=== Text provided ===

Mart Rutjes, De Staatsregeling van 1798 als maatschappelijk verdrag. De eerste Nederlandse grondwet en de politieke cultuur van de Bataafse Republiek, 1795-1801
In 1798 the first Dutch constitution was ratified. The ‘Staatsregeling’ was drafted during the revolutionary Batavian Republic (1795-1806), the successor of the Dutch Republic. This article argues that the most important reason for the Batavians to draft a constitution was their belief that a constitution acted as a social contract that formed the foundation of society and politics. This was meant to be a contract not only between the citizens themselves but also between the citizens and their government. By acknowledging that the Batavians saw the constitution as some form of social contract we can explain many characteristics of the (debates about the) ‘Staatsregeling’, such as its ratification process, its content, length and style.

=== Tasks to complete ===
1. Using the text on the first Dutch constitution, answer these questions:
(a) In what year was the first Dutch constitution ratified?
(b) During which republic, and in which years of that republic, was the 'Staatsregeling' drafted?
(c) Between which parties was the constitution meant to act as a contract?
2. Condense the paragraph beginning "In 1798 the first Dutch constitution" from the text on the first Dutch constitution into a shorter version that keeps its main facts.
3. Write the next part of the text on the first Dutch constitution, picking up after its final sentence.

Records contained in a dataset
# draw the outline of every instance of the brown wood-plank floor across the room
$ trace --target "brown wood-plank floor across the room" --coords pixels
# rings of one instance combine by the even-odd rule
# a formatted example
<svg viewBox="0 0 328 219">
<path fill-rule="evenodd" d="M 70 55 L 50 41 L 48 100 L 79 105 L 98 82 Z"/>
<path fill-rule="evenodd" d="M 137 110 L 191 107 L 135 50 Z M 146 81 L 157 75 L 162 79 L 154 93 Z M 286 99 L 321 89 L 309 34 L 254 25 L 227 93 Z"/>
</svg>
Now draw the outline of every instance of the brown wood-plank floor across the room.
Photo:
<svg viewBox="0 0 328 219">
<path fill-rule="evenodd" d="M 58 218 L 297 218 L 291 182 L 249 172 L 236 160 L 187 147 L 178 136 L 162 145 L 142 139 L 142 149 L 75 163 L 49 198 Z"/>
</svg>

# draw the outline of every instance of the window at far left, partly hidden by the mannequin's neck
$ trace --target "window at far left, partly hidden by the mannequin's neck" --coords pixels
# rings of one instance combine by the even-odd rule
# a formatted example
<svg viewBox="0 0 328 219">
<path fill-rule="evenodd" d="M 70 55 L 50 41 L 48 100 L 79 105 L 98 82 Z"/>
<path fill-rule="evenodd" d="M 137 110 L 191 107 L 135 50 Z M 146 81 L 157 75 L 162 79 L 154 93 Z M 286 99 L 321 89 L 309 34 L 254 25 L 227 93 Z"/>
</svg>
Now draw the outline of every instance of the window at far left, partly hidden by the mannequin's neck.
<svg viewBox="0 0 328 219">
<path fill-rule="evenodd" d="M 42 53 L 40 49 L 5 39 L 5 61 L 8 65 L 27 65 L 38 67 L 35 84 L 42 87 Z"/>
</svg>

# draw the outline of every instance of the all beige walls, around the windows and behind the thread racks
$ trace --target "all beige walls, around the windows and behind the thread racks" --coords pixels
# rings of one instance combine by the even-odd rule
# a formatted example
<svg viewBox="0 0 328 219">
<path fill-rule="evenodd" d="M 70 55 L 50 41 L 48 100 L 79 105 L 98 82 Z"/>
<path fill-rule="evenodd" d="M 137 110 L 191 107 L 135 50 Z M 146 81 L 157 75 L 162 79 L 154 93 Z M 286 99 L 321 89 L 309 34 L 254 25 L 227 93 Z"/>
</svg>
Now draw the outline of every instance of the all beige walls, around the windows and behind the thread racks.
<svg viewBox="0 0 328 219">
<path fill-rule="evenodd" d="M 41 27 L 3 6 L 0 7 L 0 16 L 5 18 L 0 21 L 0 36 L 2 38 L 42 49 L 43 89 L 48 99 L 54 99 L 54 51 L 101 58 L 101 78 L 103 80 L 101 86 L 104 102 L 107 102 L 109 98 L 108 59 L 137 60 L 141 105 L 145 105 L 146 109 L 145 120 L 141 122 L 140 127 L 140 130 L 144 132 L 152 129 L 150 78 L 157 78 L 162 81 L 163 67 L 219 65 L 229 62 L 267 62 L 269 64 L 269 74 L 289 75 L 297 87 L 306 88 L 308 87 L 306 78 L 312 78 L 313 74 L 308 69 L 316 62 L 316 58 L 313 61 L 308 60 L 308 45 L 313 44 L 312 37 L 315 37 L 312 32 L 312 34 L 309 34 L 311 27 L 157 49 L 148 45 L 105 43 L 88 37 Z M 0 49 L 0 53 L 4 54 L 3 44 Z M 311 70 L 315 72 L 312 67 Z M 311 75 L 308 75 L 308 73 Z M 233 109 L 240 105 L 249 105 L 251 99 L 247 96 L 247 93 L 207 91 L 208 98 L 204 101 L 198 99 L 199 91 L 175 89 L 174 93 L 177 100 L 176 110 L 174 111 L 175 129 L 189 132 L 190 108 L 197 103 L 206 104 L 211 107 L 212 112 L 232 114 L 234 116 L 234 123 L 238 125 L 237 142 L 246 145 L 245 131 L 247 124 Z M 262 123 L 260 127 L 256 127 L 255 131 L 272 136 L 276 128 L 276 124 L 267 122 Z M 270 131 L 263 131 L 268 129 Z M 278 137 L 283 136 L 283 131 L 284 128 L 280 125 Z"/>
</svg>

=== Exercise answers ===
1.
(a) 1798
(b) The revolutionary Batavian Republic (1795-1806)
(c) Between the citizens themselves, and between the citizens and their government

2. The 'Staatsregeling', the first Dutch constitution, was ratified in 1798 after being drafted during the revolutionary Batavian Republic (1795-1806), the successor of the Dutch Republic. The article argues that the Batavians drafted it mainly because they saw a constitution as a social contract underlying society and politics, binding citizens to each other and to their government. This view explains many of its characteristics, including its ratification process, content, length and style.

3.
Erik Jacobs, ‘Het volk zal over de constitutie beslissen’. De strijd om de publieke opinie van 1797
The 1797 constitutional referendum was the first moment in Dutch history when the entire (voting) population decided what the country’s political future was to look like. By the same token it was the first moment when public opinion had to be taken seriously by politicians. A fierce debate ensued between supporters and opponents of the draft constitution, each side using different strategies to sway public opinion. The opponents’ strategies in the end proved to be the more successful.
Mara van der Lugt, ‘I will utter dark sayings of old’. John Toland, pantheism and pathos of secrecy
This paper examines the themes of pantheism and secrecy in the writings of the Irish philosopher John Toland (1670-1722), especially ‘Clidophorus’ and Pantheisticon (1720). Although several scholars have read these works as containing a theory of dissimulation and a key for reading Toland, this paper argues that it is unwarranted to draw hermeneutical principles from Toland’s own writings, which sometimes manifest a pathos of secrecy that surpasses the need for concealment. If this element of pathos is indeed active in Toland’s works, it is suggested that his case demonstrates a necessity for greater caution in the interpretation of early modern philosophical texts.
De Achttiende Eeuw 44 (2012) nr.2
Themanummer: ‘Centre and Periphery in the Enlightenment’
(op de omslag foutief weergegeven als volume 45)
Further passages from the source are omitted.